### EXTRAIT CHOISI
——

Les moines de Tibhirine racontés par leur famille

Entre confidences touchantes et relectures spirituelles, les neveux et nièces de frère Christian de Chergé, frère Luc et frère Paul ont témoigné de l’empreinte laissée par leurs oncles respectifs, moines de Thibhirine, assassinés il y a vingt ans. Dans le cadre de la semaine interdisciplinaire de l’Université de Fribourg, ils ont évoqué, le 24 octobre 2016, le parcours qui les a conduits jusqu’au don de leur vie par fidélité au Christ et par amour pour l’Algérie.

«Oncle Christian a toujours été pour moi un homme plein d’humour et très présent. Chaque semaine, il réservait un jour où il priait particulièrement pour la famille de l’un ou l’une de ses sept frères et sœurs. Nous, c’était le mardi». Le regard d’Hilaire est vif, pétillant, lorsqu’il partage les souvenirs de son oncle, Christian de Chergé, prieur du monastère de Tibhirine de 1984 à 1996. «La vocation de mon oncle remonte à son enfance. Depuis son plus jeune âge, il est habité par une vie de prière intense». Le parcours est celui d’un jeune homme grandissant dans une famille catholique française fervente. «Né en 1936; père militaire; brillant, mais pas toujours exemplaire, raconte son neveu. Enfant, il piquait parfois des colères mémorables».

——

### BUT DE L'EXERCICE
Prolongez, s'il vous plaît, l'extrait sur les moines de Tibhirine après sa dernière phrase. Ces données proviennent d'une autre source.

Enregistrements d'annotation par points
——

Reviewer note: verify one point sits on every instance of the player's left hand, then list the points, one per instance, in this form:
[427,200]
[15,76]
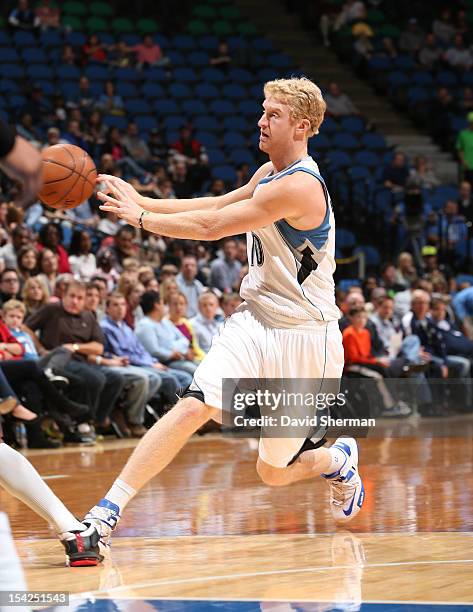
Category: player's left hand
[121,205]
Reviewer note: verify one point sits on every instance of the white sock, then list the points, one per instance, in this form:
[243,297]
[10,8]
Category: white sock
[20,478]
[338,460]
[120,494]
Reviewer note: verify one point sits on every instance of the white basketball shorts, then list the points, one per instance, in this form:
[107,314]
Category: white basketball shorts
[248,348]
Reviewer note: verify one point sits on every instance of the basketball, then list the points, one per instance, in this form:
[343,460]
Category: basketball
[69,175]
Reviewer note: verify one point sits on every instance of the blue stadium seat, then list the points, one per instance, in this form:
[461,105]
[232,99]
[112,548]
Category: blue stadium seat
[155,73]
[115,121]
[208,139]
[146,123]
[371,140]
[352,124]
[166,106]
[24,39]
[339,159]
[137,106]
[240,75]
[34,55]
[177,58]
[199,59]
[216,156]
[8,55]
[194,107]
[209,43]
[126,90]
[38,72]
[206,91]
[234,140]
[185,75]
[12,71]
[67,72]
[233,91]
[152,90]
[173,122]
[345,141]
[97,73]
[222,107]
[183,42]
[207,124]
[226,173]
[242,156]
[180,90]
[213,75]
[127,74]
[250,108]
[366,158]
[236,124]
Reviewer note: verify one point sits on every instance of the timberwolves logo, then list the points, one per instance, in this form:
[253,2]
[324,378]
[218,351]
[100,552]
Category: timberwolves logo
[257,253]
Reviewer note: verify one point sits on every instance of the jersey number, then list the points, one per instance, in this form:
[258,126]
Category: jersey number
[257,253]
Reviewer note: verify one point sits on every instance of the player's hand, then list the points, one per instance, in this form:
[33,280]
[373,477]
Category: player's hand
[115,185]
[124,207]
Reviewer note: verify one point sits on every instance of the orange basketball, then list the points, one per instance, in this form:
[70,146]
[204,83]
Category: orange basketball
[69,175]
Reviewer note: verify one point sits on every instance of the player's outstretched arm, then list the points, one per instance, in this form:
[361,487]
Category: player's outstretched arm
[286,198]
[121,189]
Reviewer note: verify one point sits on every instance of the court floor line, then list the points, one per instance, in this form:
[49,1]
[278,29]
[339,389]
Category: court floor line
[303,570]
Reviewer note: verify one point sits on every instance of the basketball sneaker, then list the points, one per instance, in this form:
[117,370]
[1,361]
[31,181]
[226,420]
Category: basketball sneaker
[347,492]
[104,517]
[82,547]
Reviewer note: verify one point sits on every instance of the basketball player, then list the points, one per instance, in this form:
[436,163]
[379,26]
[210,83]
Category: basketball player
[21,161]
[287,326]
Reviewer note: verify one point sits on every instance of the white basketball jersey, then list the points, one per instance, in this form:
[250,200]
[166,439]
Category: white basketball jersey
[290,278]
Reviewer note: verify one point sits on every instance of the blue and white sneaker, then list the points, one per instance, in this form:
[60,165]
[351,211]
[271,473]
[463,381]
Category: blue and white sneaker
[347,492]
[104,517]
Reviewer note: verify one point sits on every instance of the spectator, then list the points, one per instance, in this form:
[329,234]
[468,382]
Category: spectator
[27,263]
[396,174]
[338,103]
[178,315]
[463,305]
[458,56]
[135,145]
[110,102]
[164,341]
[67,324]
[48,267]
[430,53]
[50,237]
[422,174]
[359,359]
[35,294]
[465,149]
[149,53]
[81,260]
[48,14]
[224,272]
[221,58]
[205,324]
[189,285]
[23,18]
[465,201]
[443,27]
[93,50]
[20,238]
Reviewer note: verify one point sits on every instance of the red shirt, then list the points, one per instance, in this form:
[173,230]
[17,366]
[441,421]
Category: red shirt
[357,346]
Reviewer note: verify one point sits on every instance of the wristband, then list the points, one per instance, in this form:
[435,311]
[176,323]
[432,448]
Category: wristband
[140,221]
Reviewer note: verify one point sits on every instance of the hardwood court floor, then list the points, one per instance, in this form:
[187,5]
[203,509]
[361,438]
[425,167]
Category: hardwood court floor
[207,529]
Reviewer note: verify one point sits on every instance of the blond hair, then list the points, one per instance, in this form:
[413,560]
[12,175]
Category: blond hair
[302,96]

——

### RÉPONSE À L'EXERCICE
L’ascèse de l’espérance

La guerre d’Algérie sera pour Christian le fondement d’un double amour. Pour l’Algérie et pour le frère musulman. «Entre 1959 et 1961, Christian, qui effectue son service militaire, se retrouve au cœur du conflit qui oppose la France au Front de libération nationale algérien (FLN). Il rencontre Mahomet, garde champêtre. Les deux hommes vont lier une amitié profonde qui va se solder par une fin tragique. Les nationalistes algériens lui demandent de choisir: son ami français ou l’Algérie. Il sera tué pour avoir refusé de choisir». Cette expérience est au fondement de la teinte que prendra l’engagement monastique de frère Christian. Après des études consacrées à l’islam à Rome, il rejoint la communauté de Tibhirine en 1971.

«Mon oncle, frère Paul, était en train de réparer des tuiles et il s’est dit: ›tiens, et si je devenais moine?’ Il s’est relevé avec la certitude de sa vocation».

Son «ascèse» monastique se résume en un mot. Espérance. «Oncle Christian s’efforçait de voir l’autre avec les yeux de Dieu. Des hommes et des dieux, le film de Xavier Beauvois, a universalisé ce témoignage. Il est d’une actualité brûlante au moment où la violence franchit la Méditerranée. Il faut oser la rencontre, s’opposer à la haine en espérant ce qu’il y a de bon en l’autre».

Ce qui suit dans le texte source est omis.